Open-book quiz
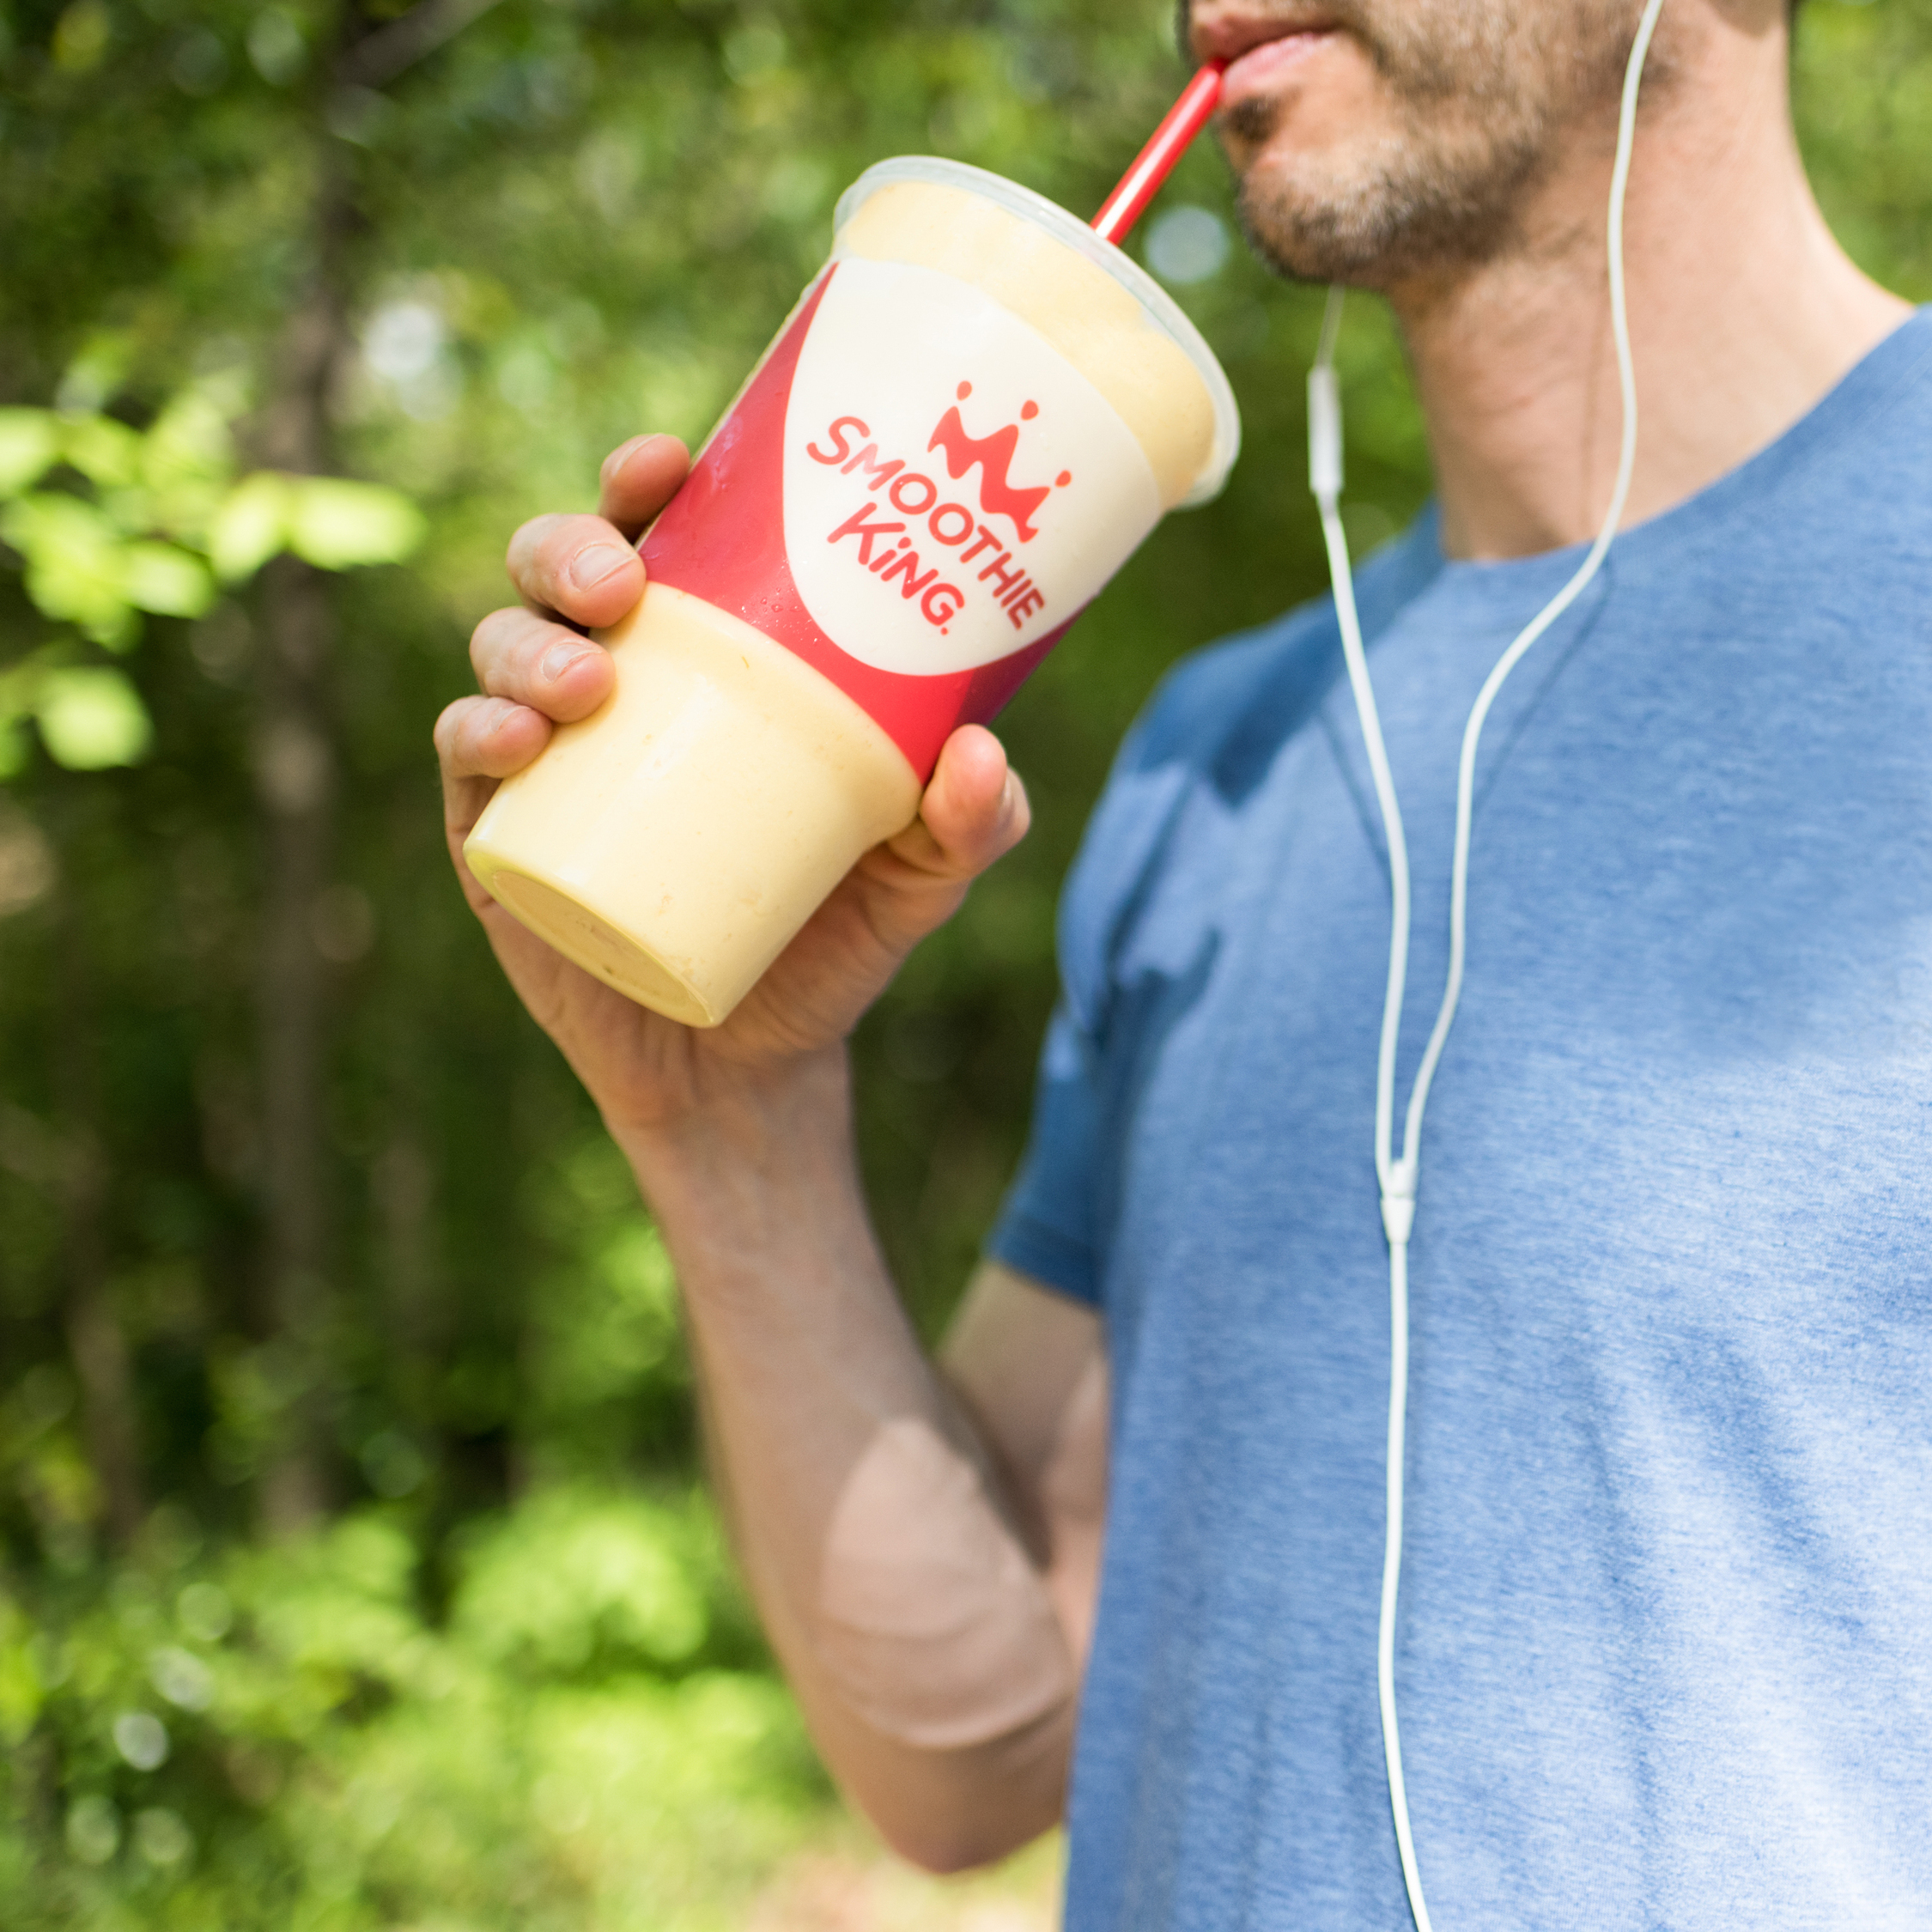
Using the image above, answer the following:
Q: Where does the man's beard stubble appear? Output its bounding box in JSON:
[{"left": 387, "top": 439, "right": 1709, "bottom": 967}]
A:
[{"left": 1209, "top": 1, "right": 1643, "bottom": 289}]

· · · · · · ·

What to produce => Exactly as they appear, print the lines from the one holding "Using the image" through the final line of the entries, and no others.

Response =>
Using the image above, answer the following:
Q: Where does the man's beard stubble appear? Output its bounding box in JSON:
[{"left": 387, "top": 439, "right": 1709, "bottom": 967}]
A:
[{"left": 1209, "top": 1, "right": 1643, "bottom": 289}]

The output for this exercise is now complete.